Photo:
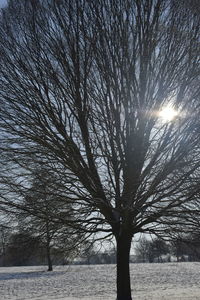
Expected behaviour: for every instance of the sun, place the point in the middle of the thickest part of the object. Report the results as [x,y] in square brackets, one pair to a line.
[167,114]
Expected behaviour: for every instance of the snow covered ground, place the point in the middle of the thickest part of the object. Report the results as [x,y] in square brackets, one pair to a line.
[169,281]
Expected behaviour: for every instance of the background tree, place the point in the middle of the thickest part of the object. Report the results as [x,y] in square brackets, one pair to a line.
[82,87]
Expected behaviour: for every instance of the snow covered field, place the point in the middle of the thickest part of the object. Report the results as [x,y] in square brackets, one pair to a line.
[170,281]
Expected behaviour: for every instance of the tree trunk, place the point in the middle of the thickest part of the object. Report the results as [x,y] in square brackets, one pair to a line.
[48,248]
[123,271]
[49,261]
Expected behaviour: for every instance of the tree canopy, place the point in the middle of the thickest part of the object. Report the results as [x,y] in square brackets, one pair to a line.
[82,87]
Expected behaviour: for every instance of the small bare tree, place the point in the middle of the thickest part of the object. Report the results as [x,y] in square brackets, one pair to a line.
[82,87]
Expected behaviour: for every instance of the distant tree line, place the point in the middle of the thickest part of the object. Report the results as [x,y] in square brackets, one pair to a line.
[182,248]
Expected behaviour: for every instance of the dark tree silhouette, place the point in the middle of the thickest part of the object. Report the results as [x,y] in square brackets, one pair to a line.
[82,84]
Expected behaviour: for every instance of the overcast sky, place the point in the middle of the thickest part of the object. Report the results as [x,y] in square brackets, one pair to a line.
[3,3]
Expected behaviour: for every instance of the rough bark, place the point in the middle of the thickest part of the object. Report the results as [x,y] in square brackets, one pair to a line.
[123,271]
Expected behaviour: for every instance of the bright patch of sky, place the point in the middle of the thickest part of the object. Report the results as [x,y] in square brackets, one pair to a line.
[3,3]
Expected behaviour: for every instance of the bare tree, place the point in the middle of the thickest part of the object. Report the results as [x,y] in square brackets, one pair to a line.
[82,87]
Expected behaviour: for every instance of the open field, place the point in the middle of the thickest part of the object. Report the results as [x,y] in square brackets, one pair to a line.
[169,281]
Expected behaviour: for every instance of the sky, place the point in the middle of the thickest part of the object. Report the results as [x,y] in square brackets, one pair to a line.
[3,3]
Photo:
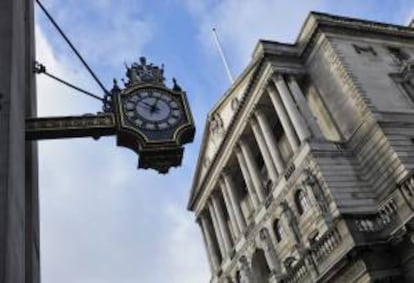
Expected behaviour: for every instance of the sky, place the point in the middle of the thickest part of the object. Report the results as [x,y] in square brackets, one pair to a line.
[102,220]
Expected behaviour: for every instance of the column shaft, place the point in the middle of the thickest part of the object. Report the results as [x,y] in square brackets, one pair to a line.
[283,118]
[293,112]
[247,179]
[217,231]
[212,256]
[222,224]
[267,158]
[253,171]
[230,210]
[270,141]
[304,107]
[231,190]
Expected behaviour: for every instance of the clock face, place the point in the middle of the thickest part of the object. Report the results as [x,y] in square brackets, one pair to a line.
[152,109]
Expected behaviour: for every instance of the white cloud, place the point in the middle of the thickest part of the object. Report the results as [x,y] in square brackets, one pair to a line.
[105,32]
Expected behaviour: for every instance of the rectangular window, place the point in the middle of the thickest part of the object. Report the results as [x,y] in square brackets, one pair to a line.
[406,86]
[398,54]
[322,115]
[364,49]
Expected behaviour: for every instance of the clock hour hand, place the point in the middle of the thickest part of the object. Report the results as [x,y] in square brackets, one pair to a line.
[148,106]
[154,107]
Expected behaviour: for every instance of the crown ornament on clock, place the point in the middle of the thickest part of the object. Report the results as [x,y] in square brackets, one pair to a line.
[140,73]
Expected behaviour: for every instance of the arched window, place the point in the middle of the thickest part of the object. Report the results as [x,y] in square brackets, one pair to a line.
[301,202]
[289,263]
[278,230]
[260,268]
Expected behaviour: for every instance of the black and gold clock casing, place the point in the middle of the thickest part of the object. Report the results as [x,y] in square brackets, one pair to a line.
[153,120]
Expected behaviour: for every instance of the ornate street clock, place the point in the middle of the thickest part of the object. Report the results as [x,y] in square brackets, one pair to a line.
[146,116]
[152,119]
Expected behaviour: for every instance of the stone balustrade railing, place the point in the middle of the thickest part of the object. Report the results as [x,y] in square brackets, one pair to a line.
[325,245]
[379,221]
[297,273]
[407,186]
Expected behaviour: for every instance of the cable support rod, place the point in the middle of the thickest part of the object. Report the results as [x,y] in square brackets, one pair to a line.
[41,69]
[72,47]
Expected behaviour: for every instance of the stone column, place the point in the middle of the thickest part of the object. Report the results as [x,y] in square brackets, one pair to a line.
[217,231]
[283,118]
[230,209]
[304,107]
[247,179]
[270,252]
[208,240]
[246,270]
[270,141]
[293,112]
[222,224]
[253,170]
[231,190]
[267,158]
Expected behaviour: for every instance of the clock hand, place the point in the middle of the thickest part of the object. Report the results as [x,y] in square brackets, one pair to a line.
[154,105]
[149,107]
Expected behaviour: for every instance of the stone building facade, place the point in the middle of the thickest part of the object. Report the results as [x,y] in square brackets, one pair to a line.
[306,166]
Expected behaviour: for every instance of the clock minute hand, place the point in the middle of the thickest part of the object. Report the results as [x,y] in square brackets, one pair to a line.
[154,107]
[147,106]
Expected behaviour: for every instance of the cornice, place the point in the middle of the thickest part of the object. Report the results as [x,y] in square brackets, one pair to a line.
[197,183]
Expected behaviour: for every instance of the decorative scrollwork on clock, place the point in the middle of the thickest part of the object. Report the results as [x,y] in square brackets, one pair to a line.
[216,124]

········

▶ _TASK INSTRUCTIONS_
Output an exact copy of the lines beginning at the one that holds "stone column, place" and running through the final line of the records.

▶ _RESPONSE BELOW_
Expected behaviour: for every instance of the stone column, place the point in the middle of the thickest part of the object. Report the results as [x,y] in square brackets, one pair to a line.
[217,231]
[283,118]
[230,209]
[304,107]
[247,179]
[270,252]
[208,240]
[246,270]
[270,141]
[293,112]
[222,224]
[253,170]
[231,190]
[267,158]
Expected behaviour: for every instance of the clock hand, place the point in the middle of the thickest part of the object. Report the results as [x,y] in square brackets, one pair to a line.
[154,105]
[149,107]
Expected behaviour: for every instance of the stone building facade, place the point in the middle of the thickest part of the object. Report the results as [x,y] in square brackets, one pair to a line.
[306,166]
Expected behaviour: for every instance of the clock minute hand, place the point in the middle of the thickest part of the object. Report the results as [x,y] in square brackets, one pair to a line.
[154,107]
[147,106]
Expected behaviour: for every instance of the cornice, place the point in the middle of the thickest part of the object. Report the results as [x,y] in square brackets, one pair to a line.
[197,183]
Expected behaviour: for every instance of the decorative scrollwork on clock, place the point in the middle of the thickest part of the object. Report the results as [x,y] in square brackets, one pair to a line.
[216,124]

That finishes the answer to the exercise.